(Point placement records)
━━━━

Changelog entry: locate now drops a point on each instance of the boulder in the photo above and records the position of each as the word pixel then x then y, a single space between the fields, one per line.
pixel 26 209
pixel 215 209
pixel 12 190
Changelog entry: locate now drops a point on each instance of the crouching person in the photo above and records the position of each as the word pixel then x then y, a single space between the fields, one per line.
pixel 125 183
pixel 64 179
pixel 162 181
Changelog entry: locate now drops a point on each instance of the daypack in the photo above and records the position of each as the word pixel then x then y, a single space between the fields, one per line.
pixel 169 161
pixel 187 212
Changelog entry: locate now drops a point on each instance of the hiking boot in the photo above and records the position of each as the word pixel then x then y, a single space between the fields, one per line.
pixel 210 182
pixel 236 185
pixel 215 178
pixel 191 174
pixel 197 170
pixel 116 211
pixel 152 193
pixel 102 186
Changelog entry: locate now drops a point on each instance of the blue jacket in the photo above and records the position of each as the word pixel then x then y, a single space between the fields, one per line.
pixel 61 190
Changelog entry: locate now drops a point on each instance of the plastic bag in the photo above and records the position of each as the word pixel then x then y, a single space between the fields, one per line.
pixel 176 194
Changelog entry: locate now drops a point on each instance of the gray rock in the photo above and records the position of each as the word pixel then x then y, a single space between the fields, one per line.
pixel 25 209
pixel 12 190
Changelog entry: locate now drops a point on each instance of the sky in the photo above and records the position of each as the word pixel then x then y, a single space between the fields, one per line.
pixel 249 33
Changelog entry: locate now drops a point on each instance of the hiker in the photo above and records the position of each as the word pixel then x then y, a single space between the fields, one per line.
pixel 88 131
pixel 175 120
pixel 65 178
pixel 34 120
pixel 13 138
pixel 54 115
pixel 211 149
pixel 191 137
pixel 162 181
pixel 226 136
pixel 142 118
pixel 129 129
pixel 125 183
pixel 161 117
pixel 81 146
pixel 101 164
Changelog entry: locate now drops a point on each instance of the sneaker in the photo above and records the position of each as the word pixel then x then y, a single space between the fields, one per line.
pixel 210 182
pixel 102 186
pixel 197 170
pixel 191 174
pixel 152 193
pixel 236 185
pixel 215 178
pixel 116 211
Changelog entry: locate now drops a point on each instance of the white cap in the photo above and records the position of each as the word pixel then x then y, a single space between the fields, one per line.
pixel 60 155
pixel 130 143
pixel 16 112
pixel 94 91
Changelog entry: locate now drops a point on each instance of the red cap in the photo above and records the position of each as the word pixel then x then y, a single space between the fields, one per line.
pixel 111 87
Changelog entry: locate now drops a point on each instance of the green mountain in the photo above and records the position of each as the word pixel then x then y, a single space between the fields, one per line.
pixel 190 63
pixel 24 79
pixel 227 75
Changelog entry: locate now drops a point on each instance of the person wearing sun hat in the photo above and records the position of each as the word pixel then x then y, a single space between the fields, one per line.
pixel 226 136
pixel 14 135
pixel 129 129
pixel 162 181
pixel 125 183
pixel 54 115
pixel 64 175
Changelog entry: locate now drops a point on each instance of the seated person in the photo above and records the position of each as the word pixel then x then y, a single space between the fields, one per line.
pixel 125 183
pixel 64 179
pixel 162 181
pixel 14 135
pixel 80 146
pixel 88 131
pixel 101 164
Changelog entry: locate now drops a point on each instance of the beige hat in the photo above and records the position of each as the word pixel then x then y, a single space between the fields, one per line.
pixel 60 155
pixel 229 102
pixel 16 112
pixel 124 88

━━━━

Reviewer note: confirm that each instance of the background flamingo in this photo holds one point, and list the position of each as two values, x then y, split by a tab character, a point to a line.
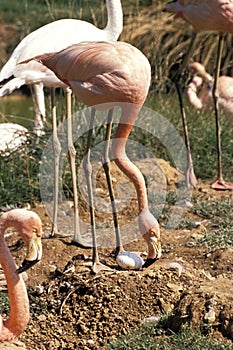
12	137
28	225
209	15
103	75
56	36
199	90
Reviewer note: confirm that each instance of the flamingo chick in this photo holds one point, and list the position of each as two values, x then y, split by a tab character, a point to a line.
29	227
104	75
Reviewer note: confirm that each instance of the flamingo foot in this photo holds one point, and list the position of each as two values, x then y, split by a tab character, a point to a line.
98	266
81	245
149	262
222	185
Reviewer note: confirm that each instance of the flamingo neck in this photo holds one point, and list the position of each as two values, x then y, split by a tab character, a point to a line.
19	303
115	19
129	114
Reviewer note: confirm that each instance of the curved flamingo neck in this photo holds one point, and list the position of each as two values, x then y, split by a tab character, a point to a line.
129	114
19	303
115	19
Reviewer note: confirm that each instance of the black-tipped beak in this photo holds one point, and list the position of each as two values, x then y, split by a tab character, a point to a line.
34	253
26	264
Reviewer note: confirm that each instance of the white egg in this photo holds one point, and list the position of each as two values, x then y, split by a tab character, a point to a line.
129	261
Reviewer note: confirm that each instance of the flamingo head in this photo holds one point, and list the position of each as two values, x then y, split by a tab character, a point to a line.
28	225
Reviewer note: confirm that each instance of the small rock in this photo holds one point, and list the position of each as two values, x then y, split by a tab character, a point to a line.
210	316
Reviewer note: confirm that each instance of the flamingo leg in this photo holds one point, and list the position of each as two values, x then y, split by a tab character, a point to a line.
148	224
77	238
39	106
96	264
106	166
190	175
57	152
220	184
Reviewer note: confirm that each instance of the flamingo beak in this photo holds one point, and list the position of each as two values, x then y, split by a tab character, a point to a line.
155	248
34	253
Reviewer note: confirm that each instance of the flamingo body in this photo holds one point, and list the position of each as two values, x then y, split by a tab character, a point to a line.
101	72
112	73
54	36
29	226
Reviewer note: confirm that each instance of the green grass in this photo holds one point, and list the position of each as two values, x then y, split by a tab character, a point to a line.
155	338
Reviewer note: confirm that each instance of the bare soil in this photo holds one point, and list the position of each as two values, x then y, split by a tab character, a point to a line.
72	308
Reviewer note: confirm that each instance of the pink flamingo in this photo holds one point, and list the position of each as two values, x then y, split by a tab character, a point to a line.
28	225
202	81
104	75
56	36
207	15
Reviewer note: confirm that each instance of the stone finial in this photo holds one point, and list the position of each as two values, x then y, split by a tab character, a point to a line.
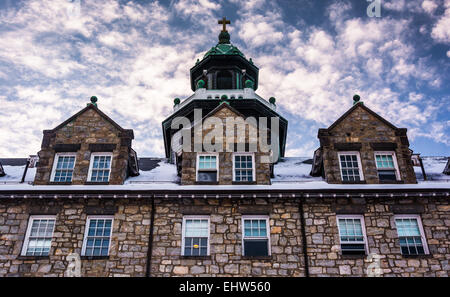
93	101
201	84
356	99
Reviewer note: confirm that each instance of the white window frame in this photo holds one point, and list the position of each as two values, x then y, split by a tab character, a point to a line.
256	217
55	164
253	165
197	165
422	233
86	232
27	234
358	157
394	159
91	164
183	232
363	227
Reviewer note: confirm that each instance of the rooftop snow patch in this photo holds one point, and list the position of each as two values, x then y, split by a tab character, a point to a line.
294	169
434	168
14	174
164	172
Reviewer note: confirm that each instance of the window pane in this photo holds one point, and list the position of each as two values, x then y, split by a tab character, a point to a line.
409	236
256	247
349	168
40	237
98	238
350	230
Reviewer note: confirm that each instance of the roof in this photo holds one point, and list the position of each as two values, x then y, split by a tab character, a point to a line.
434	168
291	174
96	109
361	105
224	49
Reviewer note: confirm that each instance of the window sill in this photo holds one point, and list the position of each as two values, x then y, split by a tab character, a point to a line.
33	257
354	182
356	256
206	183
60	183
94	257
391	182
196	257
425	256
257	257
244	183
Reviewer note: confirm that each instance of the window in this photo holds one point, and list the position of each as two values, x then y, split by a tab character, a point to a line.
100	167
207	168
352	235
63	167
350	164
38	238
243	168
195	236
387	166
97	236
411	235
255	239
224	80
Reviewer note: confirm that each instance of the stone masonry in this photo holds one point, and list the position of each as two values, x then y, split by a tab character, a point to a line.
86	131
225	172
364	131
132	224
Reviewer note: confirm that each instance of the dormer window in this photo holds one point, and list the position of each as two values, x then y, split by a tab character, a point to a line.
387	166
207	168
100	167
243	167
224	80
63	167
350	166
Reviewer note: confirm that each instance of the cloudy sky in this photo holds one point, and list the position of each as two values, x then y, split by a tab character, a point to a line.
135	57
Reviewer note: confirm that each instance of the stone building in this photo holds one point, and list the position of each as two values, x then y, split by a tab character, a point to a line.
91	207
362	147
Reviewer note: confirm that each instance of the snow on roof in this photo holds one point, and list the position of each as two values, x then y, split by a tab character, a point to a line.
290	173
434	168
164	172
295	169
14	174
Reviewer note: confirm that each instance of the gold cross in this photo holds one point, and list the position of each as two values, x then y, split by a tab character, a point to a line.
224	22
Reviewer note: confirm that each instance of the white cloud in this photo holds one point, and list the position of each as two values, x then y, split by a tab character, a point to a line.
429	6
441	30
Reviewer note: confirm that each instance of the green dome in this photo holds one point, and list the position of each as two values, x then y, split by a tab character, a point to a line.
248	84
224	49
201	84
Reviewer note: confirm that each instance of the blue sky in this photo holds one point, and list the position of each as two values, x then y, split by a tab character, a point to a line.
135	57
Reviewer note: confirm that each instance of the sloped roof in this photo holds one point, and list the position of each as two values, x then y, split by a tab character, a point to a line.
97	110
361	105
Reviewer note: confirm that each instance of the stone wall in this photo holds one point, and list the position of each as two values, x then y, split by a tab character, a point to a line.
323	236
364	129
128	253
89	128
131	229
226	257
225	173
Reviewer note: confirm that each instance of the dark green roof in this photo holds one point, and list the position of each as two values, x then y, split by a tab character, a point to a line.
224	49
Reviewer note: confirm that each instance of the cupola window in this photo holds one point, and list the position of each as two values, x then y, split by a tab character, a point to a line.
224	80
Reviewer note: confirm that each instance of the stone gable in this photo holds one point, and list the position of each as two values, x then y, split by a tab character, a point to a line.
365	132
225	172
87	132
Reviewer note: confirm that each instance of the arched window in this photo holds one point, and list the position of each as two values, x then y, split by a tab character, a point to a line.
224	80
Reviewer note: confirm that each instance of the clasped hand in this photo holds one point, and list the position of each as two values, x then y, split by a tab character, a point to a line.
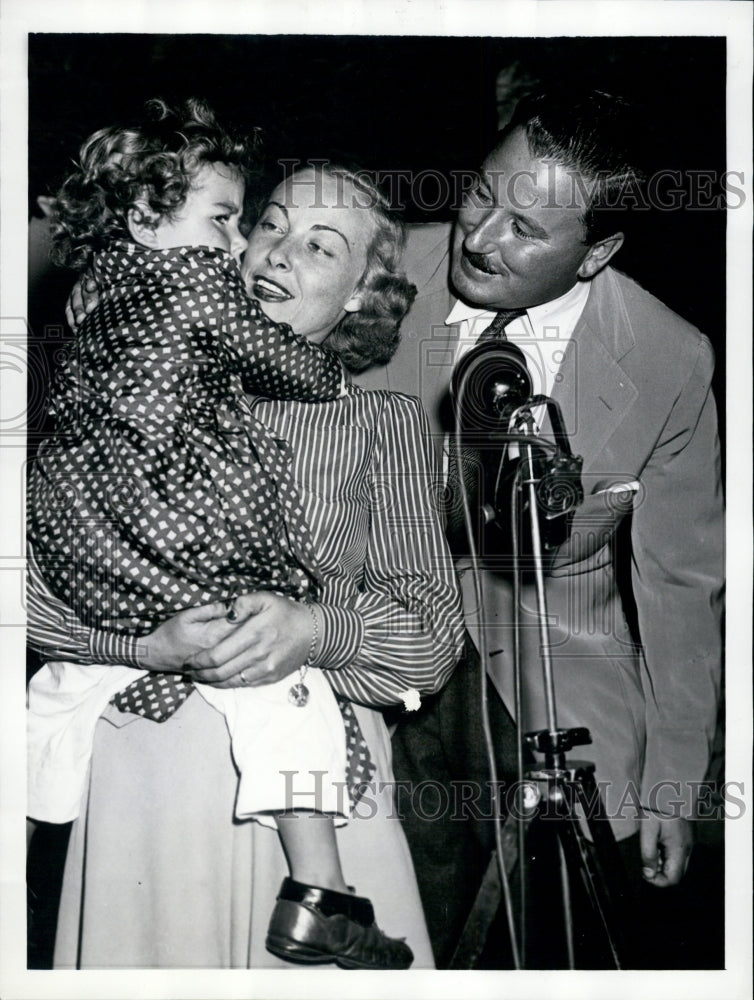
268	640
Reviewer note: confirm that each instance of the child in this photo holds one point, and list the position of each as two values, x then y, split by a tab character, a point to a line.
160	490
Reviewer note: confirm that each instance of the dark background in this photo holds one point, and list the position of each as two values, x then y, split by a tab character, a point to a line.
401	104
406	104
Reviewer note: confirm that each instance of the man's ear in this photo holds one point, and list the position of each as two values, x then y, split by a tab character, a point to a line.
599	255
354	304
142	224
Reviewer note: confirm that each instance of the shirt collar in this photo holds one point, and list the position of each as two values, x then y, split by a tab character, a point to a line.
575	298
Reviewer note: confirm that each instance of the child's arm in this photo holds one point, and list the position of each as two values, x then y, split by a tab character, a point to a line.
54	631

━━━━

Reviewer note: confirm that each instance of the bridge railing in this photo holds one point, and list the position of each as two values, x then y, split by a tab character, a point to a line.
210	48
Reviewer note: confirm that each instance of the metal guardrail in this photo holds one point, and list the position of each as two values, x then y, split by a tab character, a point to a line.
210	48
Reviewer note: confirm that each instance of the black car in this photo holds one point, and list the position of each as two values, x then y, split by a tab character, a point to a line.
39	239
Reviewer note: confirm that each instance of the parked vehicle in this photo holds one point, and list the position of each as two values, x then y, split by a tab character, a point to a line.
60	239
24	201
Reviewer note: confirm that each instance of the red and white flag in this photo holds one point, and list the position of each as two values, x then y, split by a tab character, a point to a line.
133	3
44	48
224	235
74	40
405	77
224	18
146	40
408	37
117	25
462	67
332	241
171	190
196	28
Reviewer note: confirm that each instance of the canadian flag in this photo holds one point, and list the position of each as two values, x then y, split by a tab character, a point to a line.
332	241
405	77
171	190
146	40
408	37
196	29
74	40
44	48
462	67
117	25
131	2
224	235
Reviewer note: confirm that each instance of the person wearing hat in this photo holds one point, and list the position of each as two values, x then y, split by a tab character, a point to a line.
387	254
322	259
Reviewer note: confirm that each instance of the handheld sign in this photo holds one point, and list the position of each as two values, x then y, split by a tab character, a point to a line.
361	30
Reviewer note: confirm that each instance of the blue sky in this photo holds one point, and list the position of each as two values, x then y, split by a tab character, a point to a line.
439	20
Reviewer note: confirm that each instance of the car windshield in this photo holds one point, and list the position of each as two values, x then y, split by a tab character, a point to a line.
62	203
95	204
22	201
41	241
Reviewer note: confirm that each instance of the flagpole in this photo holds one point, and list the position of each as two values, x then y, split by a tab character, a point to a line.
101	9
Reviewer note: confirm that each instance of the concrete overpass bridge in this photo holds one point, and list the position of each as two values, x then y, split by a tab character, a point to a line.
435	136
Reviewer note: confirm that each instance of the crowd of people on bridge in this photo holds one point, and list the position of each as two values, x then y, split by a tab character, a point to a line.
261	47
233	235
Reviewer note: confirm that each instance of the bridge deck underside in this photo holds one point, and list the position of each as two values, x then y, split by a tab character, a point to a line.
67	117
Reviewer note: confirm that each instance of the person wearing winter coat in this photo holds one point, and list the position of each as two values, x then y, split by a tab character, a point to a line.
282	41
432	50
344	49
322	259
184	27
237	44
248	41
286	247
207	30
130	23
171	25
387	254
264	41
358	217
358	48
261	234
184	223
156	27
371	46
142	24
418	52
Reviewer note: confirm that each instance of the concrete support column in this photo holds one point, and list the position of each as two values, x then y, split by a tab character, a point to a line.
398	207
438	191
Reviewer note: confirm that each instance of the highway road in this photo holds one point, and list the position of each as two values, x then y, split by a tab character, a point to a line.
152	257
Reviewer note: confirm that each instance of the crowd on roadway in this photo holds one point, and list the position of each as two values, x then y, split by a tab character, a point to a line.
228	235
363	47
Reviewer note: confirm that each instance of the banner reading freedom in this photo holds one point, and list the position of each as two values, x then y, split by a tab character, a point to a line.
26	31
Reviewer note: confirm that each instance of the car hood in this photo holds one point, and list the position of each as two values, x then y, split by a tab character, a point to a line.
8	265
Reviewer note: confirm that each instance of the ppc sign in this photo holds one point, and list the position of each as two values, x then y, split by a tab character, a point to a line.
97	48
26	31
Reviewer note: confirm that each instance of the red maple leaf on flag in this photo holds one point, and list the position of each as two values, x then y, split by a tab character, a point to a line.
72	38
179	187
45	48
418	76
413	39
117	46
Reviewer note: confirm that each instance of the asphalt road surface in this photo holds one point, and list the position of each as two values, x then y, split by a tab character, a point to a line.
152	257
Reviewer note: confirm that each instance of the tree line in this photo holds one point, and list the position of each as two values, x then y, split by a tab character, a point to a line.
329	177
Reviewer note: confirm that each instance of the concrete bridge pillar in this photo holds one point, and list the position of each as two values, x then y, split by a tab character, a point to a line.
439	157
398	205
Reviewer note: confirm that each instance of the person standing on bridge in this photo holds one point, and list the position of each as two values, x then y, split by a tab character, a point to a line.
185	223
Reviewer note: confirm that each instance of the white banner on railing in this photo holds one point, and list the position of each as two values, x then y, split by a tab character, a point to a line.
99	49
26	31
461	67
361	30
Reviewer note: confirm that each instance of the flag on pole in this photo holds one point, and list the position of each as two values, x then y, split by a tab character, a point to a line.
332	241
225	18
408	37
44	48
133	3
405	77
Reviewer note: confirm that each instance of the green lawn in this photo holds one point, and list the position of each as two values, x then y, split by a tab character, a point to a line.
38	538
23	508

━━━━

* **Exercise prompt**
Can you reproduce word for word the lines beginning with the one that contains "of the seated" and continuing through the one that contains "pixel 80 146"?

* **Correct response**
Changelog entry: locate now drops a point on each instance of the seated person in the photo above and records the position of each as the word pixel then x then y, a single space between the fields, one per line.
pixel 125 183
pixel 64 179
pixel 162 181
pixel 14 135
pixel 80 146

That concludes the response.